▶ [ABOUT THIS TASK]
Where in the data below does the word "with" appear? Copy each line that holds it.

Region pointing data:
☆ ☆ ☆ ☆
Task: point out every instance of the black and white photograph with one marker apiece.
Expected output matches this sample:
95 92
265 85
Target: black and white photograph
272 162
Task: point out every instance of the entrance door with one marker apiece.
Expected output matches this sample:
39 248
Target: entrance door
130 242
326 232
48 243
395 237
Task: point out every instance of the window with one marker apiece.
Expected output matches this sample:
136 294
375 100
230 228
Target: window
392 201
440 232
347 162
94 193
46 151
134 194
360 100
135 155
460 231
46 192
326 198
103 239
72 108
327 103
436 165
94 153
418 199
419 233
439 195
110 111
☆ ☆ ☆ ☆
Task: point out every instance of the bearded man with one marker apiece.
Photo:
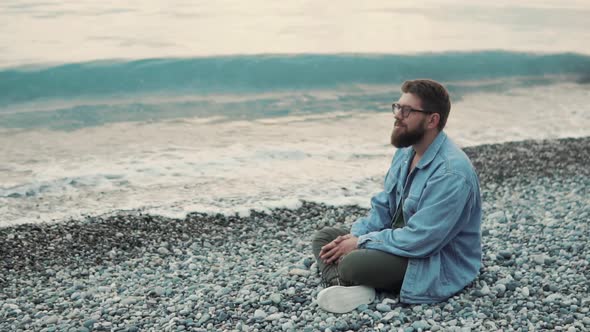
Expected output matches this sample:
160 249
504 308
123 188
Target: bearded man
☆ ☆ ☆ ☆
▶ [OUTPUT FOR THIS EXERCISE]
Task: point out every instance of the black and white photograph with one marker apiece.
Task: point out every instance of the entrance door with one marker apiece.
Task: point out every instance of the window with one marker apiece.
Task: point out every instance of the bearded man with one marker apiece.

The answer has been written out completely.